**Passage provided**
U.S. Intelligence Contractors Say Virus Relief Funding Rules Fall Short

WASHINGTON — Federal contactors complained on Thursday that they were being given short shrift by guidelines released by the intelligence community for paying employees with coronavirus relief funds.

The guidelines from the Office of the Director of National Intelligence allow intelligence agencies to fund contractors for lost hours from March 27, the date President Trump signed the $2 trillion relief package into law. But federal contractors say the rules are far more restrictive than the Pentagon’s guidelines, which allow relief from losses the companies began to suffer starting at the end of January, when a national emergency was declared.

Because many of the nation’s intelligence agencies, like the Defense Intelligence Agency and the National Security Agency, are part of the military, it is not clear which set of rules applies.

At stake are millions of dollars to help intelligence contractors recover from losses in recent weeks, when their workers with top-secret clearances have been blocked from going to work. Because they work with classified material, which generally can be viewed only in secured rooms or on secured electronic systems, they have been unable to perform their jobs, putting the contracts at risk.

The Pentagon, in a memo on Wednesday, said its contractors could apply for relief for costs incurred from the end of January when a federal emergency was declared.

“Many Department of Defense contractors are struggling to maintain a mission-ready work force due to work site closures, personnel quarantines, and state and local restrictions on movement related to the Covid-19 pandemic that cannot be resolved through remote work,” the Pentagon memo said. “It is imperative that we support affected contractors.”

The rules published by the intelligence director do allow contractors to apply for relief for costs incurred before the law went into effect. But that will require contractors to use a process that is widely seen as cumbersome and can take longer than a year to resolve.

“We are talking of tens of millions of dollars,” said David Berteau, the head of the Professional Services Council, a trade organization for government contractors. “Particularly for small companies, they won’t have the resources.”

Some government lawyers have said the funding law prohibits blanket payments from before the time it was enacted. Outside experts dispute that reading of the law. The White House’s budget office is expected to issue further guidance about federal contracts and the relief law.

**What needs to be done**
In the article on intelligence contractors and coronavirus relief funding, from what date do the guidelines of the Office of the Director of National Intelligence let agencies fund contractors for lost hours?

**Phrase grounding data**

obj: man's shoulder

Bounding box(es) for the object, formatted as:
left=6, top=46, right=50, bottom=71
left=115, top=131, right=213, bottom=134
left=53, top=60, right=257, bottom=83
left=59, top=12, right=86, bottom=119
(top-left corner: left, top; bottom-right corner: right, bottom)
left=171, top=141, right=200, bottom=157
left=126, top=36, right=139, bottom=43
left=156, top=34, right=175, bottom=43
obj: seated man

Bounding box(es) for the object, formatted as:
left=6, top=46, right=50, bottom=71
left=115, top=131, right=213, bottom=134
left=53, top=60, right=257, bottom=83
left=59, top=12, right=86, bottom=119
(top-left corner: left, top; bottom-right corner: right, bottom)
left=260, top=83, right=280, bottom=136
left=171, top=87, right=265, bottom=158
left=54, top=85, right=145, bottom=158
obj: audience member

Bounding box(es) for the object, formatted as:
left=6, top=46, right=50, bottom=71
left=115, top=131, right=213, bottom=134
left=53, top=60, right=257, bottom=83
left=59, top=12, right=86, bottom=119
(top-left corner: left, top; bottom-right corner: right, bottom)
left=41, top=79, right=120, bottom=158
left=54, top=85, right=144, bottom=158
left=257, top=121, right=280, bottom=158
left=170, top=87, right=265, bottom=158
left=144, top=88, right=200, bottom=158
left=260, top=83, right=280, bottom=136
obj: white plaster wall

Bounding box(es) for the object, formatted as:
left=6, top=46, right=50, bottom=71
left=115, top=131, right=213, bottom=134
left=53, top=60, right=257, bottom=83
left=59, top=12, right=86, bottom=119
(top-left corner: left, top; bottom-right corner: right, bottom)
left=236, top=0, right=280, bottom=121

**Result below**
March 27, the date President Trump signed the $2 trillion relief package into law.